:: TEXT PROVIDED ::
The number of unicorn companies from each country has emerged as an indicator of national power, as significant as the GDP and military power. A unicorn is a startup with a value of more than $1 billion, achieved within 10 years.

Japan seemed to fall behind in the global AI competition. But recently, a remarkable thing happened. A unicorn named Sakana AI has emerged. The scientist AI the company released as open source automates the entire process of finding ideas, experiments, writing theses and review.

Sakana AI is a venture company co-founded by former Google engineers Llion Jones and David Ha in Tokyo in August 2023. Sakana AI’s success can be confirmed in the list of investors. Global companies and notable figures participated, including Lux Capital and Khosla Ventures of the United States, NTT, KDDI and Sony of Japan, and Jeff Dean of Google and Clément Delangue of Hugging Face.

Half of the 220 unicorns in the AI field are American. There is no Korean company yet. Korea’s AI development relative to the GDP falls behind Israel and Singapore. Korean unicorns are concentrated in the IT-based consumer goods sector, such as Kurly, Musinsa, Zigbang and Yanolja.

:: EXERCISE PROMPT ::
Answer the following questions using the text on unicorn companies and Sakana AI.
(a) What value must a startup reach, and within what period, to be called a unicorn?
(b) In what city and in what month and year was Sakana AI co-founded?
(c) What share of the 220 unicorns in the AI field are American?

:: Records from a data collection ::
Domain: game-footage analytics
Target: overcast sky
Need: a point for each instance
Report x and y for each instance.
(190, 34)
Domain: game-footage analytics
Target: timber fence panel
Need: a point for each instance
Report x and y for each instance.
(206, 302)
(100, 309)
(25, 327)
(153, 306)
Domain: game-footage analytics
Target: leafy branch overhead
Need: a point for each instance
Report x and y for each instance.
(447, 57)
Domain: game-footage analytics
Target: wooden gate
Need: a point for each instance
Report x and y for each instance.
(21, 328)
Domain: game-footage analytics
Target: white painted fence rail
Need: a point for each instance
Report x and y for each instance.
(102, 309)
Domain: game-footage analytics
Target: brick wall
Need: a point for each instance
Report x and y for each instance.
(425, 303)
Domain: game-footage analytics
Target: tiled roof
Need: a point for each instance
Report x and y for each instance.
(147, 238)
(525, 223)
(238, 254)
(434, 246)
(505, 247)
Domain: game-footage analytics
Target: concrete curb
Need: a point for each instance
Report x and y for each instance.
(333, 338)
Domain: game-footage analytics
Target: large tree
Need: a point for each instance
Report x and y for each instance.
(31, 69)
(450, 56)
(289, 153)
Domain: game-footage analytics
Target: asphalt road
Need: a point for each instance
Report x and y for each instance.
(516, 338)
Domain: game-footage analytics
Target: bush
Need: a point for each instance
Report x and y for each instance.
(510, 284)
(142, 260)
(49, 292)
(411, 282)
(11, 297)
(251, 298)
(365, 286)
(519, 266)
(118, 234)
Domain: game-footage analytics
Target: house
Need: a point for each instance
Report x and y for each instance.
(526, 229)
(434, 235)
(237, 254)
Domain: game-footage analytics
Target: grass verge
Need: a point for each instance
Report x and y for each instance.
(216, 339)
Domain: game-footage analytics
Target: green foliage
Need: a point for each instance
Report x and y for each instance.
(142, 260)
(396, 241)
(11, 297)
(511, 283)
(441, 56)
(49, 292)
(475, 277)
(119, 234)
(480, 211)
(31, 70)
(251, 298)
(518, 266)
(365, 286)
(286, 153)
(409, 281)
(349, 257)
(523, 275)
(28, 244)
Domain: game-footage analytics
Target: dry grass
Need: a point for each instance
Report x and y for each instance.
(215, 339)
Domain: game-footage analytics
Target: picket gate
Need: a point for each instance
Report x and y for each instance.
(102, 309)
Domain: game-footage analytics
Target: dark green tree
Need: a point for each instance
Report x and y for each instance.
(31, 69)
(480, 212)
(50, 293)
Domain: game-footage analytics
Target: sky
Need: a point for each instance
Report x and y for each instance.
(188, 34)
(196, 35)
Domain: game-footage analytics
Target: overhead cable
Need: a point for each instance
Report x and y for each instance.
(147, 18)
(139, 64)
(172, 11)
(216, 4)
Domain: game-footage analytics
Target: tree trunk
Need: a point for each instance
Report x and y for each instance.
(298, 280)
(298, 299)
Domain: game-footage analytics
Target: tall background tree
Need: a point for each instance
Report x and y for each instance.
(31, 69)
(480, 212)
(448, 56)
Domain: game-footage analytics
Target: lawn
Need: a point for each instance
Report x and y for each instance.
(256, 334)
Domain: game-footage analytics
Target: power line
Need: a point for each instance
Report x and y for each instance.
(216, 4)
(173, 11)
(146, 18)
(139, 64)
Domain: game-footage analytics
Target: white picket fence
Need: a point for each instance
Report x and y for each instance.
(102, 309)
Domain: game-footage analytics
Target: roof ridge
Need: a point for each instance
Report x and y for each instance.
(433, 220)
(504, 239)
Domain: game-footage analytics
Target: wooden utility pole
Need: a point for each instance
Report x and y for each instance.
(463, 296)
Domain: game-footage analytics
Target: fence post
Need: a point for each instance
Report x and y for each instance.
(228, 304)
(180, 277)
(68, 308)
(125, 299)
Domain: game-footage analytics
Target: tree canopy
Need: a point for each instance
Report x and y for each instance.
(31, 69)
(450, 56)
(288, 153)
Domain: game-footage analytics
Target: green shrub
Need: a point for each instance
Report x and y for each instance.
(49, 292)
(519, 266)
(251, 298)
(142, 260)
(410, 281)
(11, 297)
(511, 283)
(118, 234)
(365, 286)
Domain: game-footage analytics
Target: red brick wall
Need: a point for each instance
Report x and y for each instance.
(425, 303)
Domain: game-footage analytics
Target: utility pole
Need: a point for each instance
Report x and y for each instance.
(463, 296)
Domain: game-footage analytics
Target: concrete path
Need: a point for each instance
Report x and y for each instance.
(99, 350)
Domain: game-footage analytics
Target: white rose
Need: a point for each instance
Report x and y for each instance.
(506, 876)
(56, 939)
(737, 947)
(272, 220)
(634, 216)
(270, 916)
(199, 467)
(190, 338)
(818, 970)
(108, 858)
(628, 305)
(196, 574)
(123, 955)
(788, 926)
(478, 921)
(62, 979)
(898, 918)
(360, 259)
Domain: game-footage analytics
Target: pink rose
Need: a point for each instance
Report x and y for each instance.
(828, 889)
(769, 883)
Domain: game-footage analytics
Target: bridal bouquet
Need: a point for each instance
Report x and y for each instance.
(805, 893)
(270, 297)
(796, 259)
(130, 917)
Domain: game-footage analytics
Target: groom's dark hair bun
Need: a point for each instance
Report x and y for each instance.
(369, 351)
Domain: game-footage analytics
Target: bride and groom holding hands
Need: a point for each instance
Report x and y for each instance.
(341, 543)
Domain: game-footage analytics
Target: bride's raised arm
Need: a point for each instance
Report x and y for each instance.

:: ANSWER FOR THE TASK ::
(a) More than $1 billion, within 10 years.
(b) Tokyo, in August 2023.
(c) Half of them.